TEXT UNDER STUDY >>
______
This section had taken us 3 hours of engine running though longer in time as we had filled up with water and done the services

Wednesday, 25 June 2014

Approaching Lapworth June 2014

Our Summer Cruise 2014 - Day 15
Completed 4.5 miles, 2 lift bridges and 4 locks

In glorious sunshine, we continued heading east on the level pound that is the same level as the Birmingham Main Line at Factory Locks!
We were in no hurry today and enjoyed the wooded areas and passing moored boats.
There were two lift bridges of the mechanical hydraulic type. Chris did these - the second one was in poor repair and we only just crept through under it.

Soon we were at the top of Lapworth Locks and easily went down 4 locks to our mooring for the night - on the right towpath - ready for painting tomorrow!

Chris continues her sewing marathon on the front hold cushion covers!
Crew hard at work on the stiff lift bridge
Chris at the helm below lock 3 of the Lapworth Flight
There are many fine houses and gardens along the canal


Leaving lock 5
Our mooring spot for tomorrow's painting!

Tuesday, 24 June 2014

1 Hour down the Weed Hatch - June 2014

Our Summer Cruise 2014 - Day 13
Completed 14 miles, 3 tunnels and 1 weed hatch visit

In glorious sun, we headed out of Birmingham - or rather back - as we followed the old Brindley 1772 contour twists around the Oozell Street Loop and then the Icknield Port Loop.

Then it was through the very splendid Brindley Place next to the Symphony Hall, Worcester Bar and round the turn onto the Worcester and Birmingham Canal.

Passing Sherborne St. Wharf in Oozell St. Loop - modern apartments hemming in the canal now, rather than warehouses and factories!

Leaving the Loop on the 'angle' - we have turned our 60' boat here but the angle is so tight - instead opting for a run north

Entering the Icknield Port Loop

Scarce water supply enters from the Edgbaston Reservoir
The Canal Trust's Yard
BW Tug 'Mansen II' next to the 1935 Star Class Yarwood Butty 'Leo' - here in BW colours

Originally the course of the 'old' Brindley Canal, we twist and turn

Back on the Main Line, facing south along the wonderful Brindley Place by the ICC

Really a road bridge - now wide enough to be a tunnel!

Approaching the famous Worcester Bar - now an open lock.
When the Worcester and Birmingham Canal got it's Bill in 1791, it was opposed by the Birmingham Canal Company who got a clause preventing the new Navigation coming within 7ft of their water. The famous Bar resulted with goods being transhipped across from one canal to another - it was eventually opened as a stop-lock in 1815!
______
MATERIAL PROVIDED >>

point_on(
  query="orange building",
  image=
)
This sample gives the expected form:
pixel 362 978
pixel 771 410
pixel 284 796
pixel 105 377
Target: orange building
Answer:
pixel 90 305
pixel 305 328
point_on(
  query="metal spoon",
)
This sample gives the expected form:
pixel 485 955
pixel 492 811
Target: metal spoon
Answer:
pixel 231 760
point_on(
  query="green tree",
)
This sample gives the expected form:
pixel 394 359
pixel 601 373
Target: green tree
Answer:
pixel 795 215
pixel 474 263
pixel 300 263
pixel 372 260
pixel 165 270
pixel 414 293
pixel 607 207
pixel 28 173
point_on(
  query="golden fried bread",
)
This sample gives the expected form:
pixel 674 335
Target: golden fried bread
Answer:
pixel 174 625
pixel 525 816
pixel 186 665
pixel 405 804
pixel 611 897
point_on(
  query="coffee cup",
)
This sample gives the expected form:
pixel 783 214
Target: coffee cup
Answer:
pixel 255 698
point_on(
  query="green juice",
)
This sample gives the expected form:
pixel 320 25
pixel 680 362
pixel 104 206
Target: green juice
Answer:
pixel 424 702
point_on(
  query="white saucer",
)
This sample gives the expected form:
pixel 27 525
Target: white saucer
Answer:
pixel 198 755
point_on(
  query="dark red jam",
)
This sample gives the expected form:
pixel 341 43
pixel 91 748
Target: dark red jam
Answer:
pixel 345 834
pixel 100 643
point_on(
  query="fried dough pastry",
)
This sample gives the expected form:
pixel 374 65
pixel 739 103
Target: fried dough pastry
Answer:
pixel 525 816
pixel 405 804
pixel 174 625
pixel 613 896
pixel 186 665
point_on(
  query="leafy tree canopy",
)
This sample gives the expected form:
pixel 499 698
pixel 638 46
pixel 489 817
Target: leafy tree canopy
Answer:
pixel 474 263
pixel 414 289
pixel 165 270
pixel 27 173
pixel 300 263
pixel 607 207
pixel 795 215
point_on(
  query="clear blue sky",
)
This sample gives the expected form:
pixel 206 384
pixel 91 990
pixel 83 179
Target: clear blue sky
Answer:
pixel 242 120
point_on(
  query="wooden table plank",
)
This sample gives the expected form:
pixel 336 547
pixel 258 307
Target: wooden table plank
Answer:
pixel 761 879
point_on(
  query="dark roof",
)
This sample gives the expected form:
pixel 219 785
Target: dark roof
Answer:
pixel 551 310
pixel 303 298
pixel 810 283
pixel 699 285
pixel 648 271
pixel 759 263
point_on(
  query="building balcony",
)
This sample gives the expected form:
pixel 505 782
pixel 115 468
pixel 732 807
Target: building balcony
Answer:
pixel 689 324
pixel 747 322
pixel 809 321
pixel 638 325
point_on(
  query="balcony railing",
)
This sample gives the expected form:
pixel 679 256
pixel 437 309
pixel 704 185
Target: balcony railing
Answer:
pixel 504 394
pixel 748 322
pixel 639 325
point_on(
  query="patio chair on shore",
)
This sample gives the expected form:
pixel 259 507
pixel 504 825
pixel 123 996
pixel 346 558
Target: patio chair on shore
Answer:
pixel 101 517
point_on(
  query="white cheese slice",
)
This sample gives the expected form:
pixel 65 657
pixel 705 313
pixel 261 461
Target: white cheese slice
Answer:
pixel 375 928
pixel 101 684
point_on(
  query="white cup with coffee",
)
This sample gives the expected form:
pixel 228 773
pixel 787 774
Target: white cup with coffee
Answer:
______
EXERCISE REQUIREMENTS >>
(A) Answer these questions from the canal cruise log:
(i) How many miles were completed on Day 13?
(ii) What is the name of the BW tug?
(iii) In what year was the Worcester Bar opened as a stop-lock?
(B) Print the part of the canal cruise log starting with "Wednesday, 25 June" and going on through "for painting tomorrow!".
(C) Carry on the canal cruise log from its final sentence.

ANSWER LIST >>
(A)
(i) 14 miles
(ii) 'Mansen II'
(iii) 1815

(B)
Wednesday, 25 June 2014

Approaching Lapworth June 2014

Our Summer Cruise 2014 - Day 15
Completed 4.5 miles, 2 lift bridges and 4 locks

In glorious sunshine, we continued heading east on the level pound that is the same level as the Birmingham Main Line at Factory Locks!
We were in no hurry today and enjoyed the wooded areas and passing moored boats.
There were two lift bridges of the mechanical hydraulic type. Chris did these - the second one was in poor repair and we only just crept through under it.

Soon we were at the top of Lapworth Locks and easily went down 4 locks to our mooring for the night - on the right towpath - ready for painting tomorrow!

(C)
There is an excellent café/bar on the waterfront here - I tested the Sharp's Doombar on several occasions over the weekend!

Now heading south on the Worcester and Birmingham, we made good time with a reasonable depth - despite the level being down a 2 or 3 inches after the weekend.
Don't go too close to the edge!

Over the new aqueduct for the link road to the new prestigious Alexandra Hospital

The original junction with the Dudley No.2 Canal through from the collapsed Lapal Tunnel - ever optimistic, I understand there are plans for reinstatement?!

On an historical note - our children may remember our first ever trip along here on our first boat 'Alcantara'  in 1992 - we rolled over a submerged car that had obviously come down the path!

The BANG - we stalled! Managing to get over to the towpath - I spent an hour down the weed hatch cutting out a hardwood stake that was just the right (wrong) size to get caught between the propeller and the counter. The propeller was absolutely wedged solid.
Fortunately, I carry a selection of tools on the boat - here not your usual weedhatch ones!
All seemed well as we set off again!

A bad case of rising damp? An old settee is carefully avoided!

After the sharp left turn eastwards - we negotiate the old guillotine stop lock which originally  held back an inch of the Worcester and Birmingham water!

Completed in 1803, the northern Stratford canal has a level pound for 10 miles or so and hence this Brandwood Tunnel and many cuttings

322 metres long - looking ahead!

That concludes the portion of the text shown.